Recorded data
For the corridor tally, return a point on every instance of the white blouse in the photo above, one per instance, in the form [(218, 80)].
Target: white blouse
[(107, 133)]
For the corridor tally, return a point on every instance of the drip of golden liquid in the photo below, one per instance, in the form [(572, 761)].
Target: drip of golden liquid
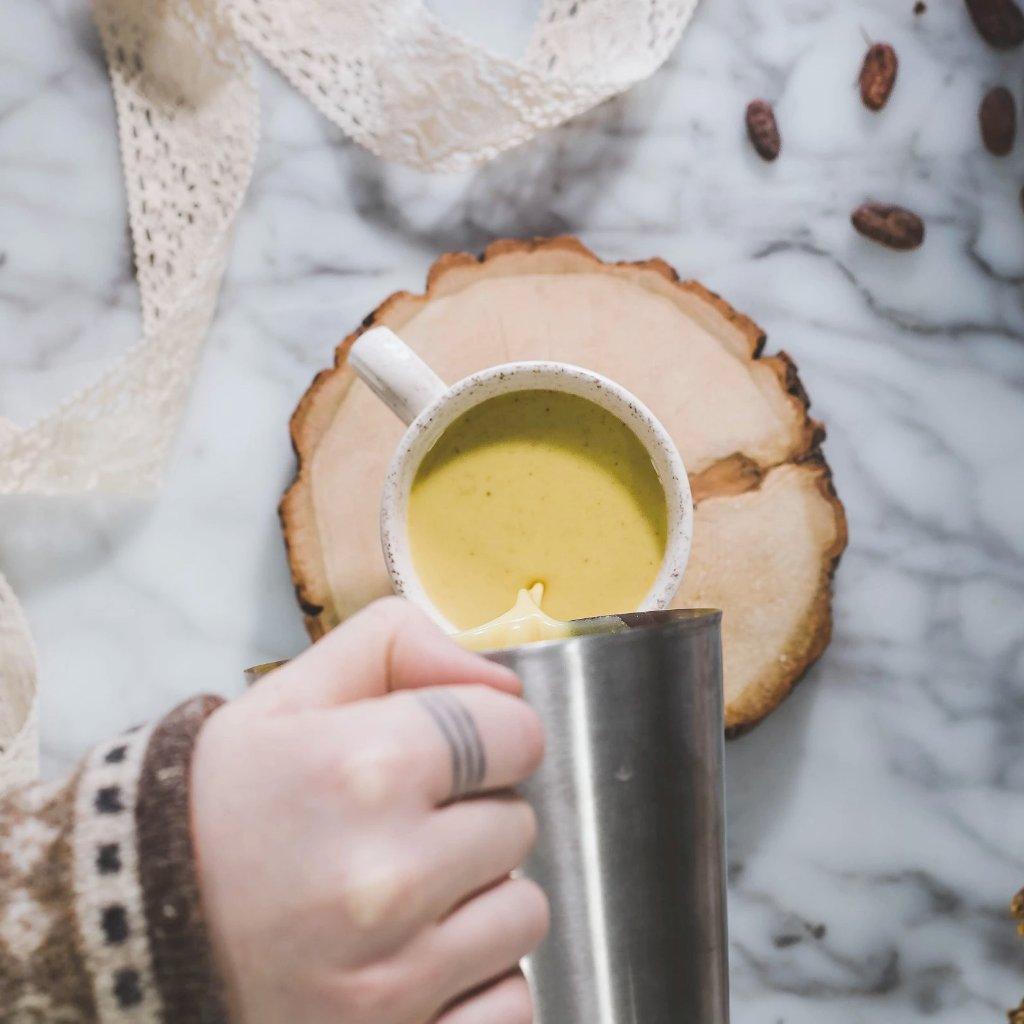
[(526, 622)]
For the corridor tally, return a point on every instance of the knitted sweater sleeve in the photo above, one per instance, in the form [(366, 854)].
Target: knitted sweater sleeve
[(99, 910)]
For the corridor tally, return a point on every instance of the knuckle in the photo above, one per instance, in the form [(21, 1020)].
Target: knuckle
[(378, 892), (371, 993), (530, 736), (528, 825), (372, 775), (534, 909), (518, 1004)]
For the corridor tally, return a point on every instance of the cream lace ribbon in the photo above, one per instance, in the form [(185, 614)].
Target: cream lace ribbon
[(390, 75)]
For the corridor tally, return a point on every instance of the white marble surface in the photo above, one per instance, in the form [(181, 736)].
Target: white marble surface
[(877, 821)]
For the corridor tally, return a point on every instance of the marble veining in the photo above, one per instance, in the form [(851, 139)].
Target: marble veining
[(875, 821)]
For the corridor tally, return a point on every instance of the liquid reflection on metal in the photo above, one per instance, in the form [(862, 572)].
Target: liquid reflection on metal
[(630, 803)]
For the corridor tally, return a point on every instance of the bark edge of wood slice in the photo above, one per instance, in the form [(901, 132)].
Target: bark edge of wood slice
[(769, 526)]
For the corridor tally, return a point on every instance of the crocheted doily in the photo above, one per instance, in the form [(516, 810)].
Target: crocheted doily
[(387, 72)]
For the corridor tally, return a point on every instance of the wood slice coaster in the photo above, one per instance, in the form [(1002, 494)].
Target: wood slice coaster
[(769, 527)]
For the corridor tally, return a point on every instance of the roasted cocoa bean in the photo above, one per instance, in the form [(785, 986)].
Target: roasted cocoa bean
[(763, 129), (889, 225), (1000, 23), (878, 76), (997, 119)]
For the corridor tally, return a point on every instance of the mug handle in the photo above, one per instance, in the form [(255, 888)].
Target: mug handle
[(394, 373)]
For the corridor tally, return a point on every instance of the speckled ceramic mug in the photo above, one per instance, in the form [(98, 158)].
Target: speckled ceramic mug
[(415, 393)]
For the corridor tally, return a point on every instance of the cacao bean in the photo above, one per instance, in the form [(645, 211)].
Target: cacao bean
[(889, 225), (878, 76), (997, 119), (763, 129), (1000, 23)]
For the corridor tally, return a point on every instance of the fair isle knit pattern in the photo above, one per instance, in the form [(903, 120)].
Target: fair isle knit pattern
[(108, 896), (100, 918)]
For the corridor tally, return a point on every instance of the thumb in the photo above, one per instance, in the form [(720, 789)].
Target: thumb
[(389, 645)]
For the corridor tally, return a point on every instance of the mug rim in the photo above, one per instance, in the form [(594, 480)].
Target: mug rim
[(531, 375)]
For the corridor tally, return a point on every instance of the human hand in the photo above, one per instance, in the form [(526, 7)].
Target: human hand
[(341, 880)]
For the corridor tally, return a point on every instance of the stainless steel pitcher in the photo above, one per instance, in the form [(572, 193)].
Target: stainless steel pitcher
[(630, 804)]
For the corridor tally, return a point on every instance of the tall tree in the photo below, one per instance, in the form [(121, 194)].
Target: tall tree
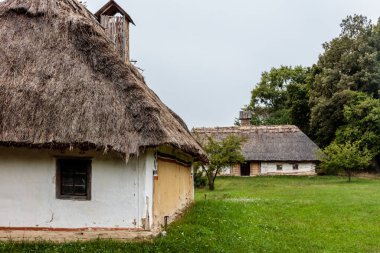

Task description
Throughout the data above, copy all lines where the word "tree" is found.

Answer to this exercise
For the corridor tally, return a point on every instance of the tall tree in the photo below, one per instance, in the form [(121, 194)].
Target: tall tree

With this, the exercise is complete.